Leaf of the Day: Florida Orange

Here I am in Florida and only today I realised that orange blossom is the State flower. I could be forgiven because it’s not so easy to find an orange tree locally but there are some obvious clues.
We live in Orange County, Orange Avenue is three blocks away and the notorious OBT, Orange Blossom Trail, parts of which are synonymous with extreme low life, runs north-south through Orlando.

Oranges were brought by the Spanish to “La Florida” and became established in the wild, where the early American naturalist, John Bartram, in his journal entry in 1766, writes of them growing growing on the banks of Salt Springs, their wonderful refreshing fruit and delicate perfume.
However the citrus industry really began to take off in the 19th century and by 1880 oranges, lemons, grapefruit and limes were being shipped and sent by rail to New York and Philadelphia.

However, just as earlier this year, Florida is subject to terrible frosts and in 1894 and 1899, the satsuma orange trees were virtually wiped out. The last great freeze was in 1980s when vast acres of citrus groves were destroyed, many owned by Tropicana. The unreliability of the climate has discouraged any major regeneration and who needs oranges when you have Disney?

Here is a saucy American slightly Disney version of Nell Gwynne.

poster images from art.com

Another reminder of the great old orange days is of course the famous train, (and fiddle tune)”The Orange Blossom Special” bringing city dwellers of New York down to the sun kissed shores of Florida. Inaugurated in 1925 I can only imagine how wonderful it must have been to leave the cold city streets of New York to travel in style to the sun.

Well talk about her ramblin’
She’s the fastest train on the line
Well talk about her travellin’
She’s the fastest train on the line
She’s the Orange Blossom Special
Rollin’ down the seaboard line3.

GIVEN RECORDS:
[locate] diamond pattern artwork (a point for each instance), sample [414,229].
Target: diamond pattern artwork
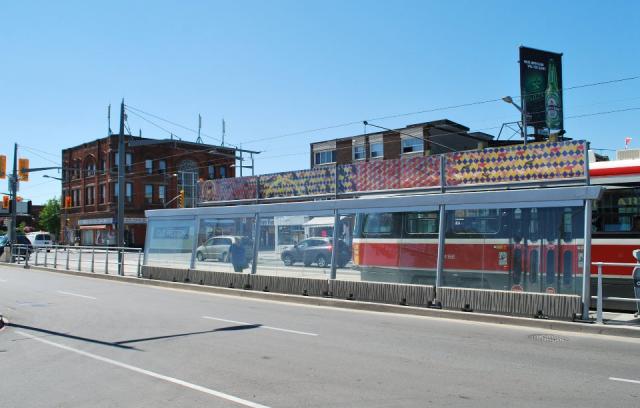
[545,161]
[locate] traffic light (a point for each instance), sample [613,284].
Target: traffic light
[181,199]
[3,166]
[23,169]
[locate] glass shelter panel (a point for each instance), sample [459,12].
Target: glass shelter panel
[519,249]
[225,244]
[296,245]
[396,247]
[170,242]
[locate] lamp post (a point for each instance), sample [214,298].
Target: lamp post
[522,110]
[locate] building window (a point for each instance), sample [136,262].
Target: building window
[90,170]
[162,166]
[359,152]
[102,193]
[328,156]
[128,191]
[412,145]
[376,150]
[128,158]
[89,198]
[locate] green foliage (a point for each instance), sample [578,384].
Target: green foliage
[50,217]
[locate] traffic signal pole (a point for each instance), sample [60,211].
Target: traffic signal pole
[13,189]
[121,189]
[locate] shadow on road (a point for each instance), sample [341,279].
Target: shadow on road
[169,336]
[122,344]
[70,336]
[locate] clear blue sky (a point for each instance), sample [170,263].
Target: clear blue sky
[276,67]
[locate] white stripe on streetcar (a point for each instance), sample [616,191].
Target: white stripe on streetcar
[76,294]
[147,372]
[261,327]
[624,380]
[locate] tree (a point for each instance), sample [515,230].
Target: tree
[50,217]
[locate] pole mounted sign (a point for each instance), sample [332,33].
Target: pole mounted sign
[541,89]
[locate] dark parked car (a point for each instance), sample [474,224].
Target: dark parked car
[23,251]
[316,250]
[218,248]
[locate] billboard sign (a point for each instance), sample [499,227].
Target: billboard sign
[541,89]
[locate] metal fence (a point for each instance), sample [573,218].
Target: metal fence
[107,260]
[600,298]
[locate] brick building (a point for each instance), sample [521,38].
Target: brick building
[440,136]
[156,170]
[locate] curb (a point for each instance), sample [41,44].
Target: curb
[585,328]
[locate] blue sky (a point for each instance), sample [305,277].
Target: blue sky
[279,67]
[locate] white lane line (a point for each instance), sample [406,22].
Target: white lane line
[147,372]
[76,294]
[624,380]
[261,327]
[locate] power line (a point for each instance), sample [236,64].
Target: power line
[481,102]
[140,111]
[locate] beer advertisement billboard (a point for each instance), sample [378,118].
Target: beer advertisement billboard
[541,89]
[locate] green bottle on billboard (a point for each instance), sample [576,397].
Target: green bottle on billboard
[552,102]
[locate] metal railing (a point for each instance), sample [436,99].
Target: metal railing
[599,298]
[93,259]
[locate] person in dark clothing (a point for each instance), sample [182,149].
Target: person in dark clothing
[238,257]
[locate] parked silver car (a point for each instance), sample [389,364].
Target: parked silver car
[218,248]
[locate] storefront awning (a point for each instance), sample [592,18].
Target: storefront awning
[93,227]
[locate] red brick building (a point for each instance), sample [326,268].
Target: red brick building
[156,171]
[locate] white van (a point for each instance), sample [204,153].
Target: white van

...

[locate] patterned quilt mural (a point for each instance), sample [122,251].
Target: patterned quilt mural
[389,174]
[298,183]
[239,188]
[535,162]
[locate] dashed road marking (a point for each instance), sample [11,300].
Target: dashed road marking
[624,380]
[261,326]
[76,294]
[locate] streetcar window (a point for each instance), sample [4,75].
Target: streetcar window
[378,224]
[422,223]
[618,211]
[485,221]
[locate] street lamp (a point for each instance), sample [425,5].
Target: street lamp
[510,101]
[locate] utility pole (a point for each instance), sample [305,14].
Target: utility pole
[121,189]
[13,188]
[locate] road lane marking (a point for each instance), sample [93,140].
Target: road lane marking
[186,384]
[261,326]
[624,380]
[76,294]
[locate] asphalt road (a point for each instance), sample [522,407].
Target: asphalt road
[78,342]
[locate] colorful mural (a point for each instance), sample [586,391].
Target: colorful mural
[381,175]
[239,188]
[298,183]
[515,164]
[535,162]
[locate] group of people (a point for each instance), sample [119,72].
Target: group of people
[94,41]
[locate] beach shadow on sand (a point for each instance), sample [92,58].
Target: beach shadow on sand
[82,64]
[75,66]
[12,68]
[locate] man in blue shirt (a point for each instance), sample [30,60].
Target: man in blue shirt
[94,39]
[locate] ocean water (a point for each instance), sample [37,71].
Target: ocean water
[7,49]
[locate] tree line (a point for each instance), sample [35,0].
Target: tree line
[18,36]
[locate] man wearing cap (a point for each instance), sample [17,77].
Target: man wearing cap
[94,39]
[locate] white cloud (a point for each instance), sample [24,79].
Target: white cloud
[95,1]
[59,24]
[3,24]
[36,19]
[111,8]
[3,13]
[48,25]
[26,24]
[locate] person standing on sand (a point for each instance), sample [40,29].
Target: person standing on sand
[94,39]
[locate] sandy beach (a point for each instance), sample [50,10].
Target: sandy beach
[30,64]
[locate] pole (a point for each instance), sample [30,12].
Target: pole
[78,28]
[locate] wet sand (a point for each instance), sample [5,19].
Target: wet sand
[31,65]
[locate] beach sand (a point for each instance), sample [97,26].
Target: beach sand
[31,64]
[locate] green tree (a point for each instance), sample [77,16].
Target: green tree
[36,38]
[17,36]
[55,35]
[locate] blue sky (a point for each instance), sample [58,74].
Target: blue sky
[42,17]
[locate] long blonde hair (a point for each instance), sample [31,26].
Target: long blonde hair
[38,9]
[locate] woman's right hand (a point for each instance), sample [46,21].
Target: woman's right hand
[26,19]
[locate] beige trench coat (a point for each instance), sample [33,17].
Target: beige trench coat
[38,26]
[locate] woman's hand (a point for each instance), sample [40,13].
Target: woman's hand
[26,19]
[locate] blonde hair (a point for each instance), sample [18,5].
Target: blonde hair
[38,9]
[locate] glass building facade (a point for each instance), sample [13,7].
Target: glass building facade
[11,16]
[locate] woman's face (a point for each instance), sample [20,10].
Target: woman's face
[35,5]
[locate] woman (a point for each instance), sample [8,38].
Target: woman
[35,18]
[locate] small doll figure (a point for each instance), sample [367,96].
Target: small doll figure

==

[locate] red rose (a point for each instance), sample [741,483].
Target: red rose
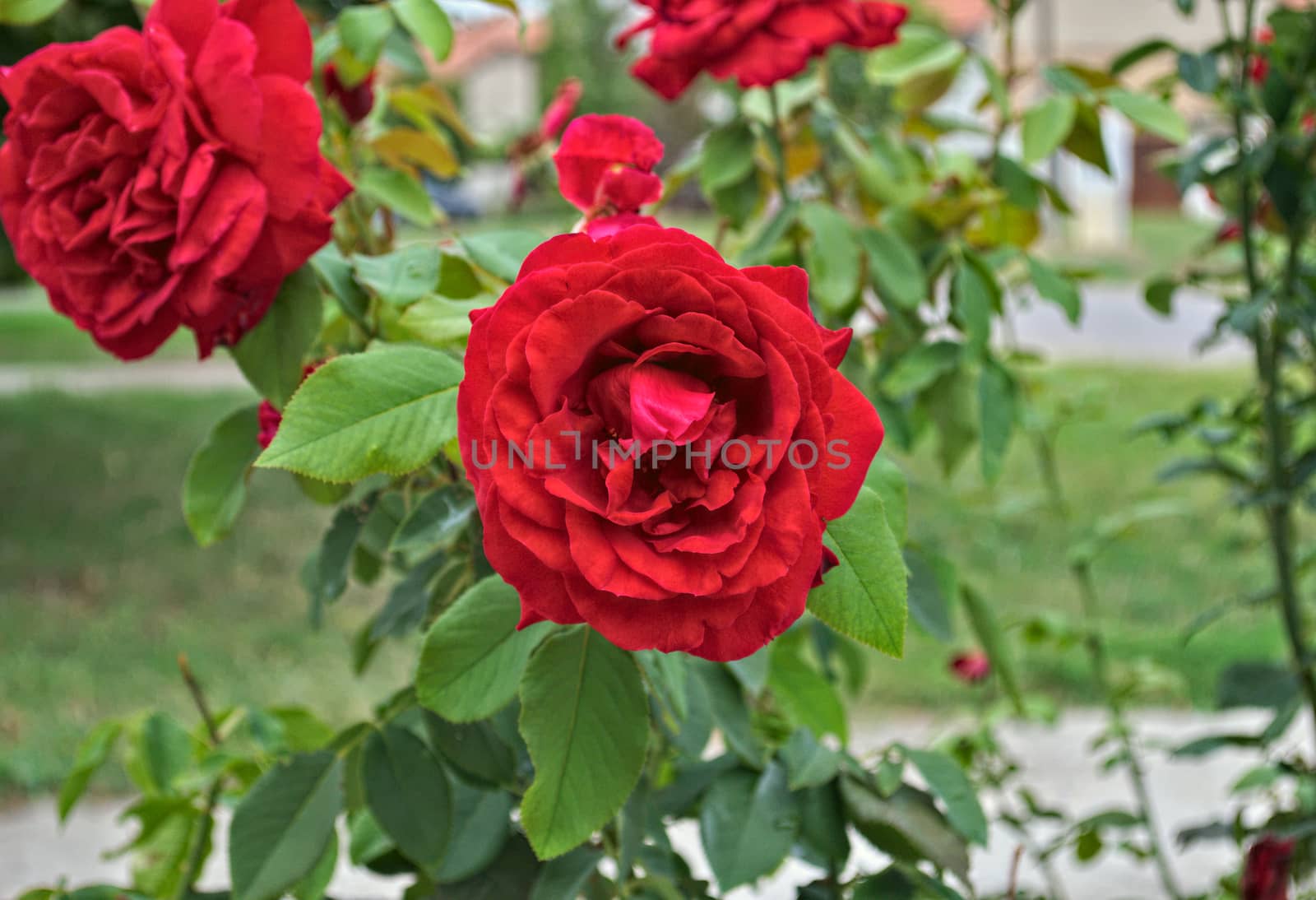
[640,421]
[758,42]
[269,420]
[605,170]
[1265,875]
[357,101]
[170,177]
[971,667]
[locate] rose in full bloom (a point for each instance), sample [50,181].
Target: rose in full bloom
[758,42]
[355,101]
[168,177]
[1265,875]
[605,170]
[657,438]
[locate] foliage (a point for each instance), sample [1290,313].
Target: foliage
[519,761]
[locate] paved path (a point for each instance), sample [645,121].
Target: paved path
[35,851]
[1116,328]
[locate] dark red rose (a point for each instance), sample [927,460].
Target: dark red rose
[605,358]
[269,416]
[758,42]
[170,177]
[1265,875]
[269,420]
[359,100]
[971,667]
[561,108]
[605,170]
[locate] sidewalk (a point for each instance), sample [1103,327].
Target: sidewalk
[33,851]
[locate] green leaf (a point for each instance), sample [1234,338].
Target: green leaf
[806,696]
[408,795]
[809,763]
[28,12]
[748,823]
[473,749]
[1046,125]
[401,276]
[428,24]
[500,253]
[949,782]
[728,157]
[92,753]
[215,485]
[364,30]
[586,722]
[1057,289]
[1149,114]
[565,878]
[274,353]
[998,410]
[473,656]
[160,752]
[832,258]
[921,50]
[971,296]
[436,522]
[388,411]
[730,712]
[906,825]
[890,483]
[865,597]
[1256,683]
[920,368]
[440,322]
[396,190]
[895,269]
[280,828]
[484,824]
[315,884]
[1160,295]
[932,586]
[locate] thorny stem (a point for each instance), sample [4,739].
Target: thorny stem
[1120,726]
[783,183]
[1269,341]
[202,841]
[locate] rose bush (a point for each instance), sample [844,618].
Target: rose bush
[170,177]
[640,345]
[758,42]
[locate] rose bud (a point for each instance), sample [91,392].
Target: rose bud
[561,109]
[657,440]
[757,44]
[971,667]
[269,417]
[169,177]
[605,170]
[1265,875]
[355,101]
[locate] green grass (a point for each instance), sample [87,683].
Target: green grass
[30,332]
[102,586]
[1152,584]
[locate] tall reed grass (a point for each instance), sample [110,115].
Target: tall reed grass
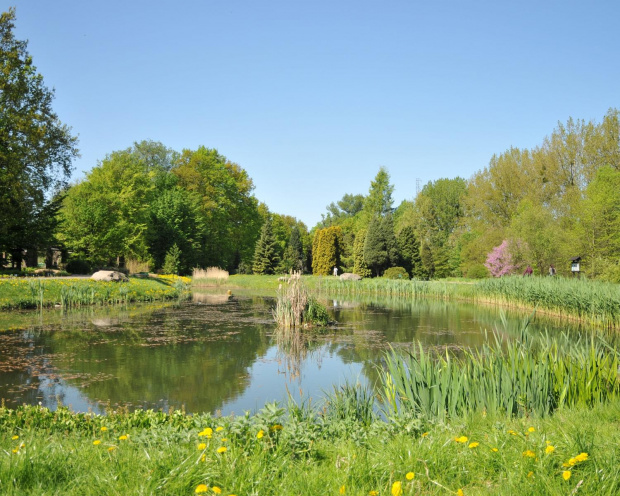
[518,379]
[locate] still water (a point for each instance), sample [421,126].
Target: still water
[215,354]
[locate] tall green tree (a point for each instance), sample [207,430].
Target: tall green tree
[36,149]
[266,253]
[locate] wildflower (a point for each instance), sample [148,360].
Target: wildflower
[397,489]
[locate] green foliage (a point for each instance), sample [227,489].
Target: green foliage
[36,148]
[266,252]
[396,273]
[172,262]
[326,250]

DIRECTION:
Copy the post on Florida oranges from "We live in Orange" to "York and Philadelphia.", swapping "Philadelphia" for "Boston". The listing isn't needed here.

RESPONSE:
We live in Orange County, Orange Avenue is three blocks away and the notorious OBT, Orange Blossom Trail, parts of which are synonymous with extreme low life, runs north-south through Orlando.

Oranges were brought by the Spanish to “La Florida” and became established in the wild, where the early American naturalist, John Bartram, in his journal entry in 1766, writes of them growing growing on the banks of Salt Springs, their wonderful refreshing fruit and delicate perfume.
However the citrus industry really began to take off in the 19th century and by 1880 oranges, lemons, grapefruit and limes were being shipped and sent by rail to New York and Boston.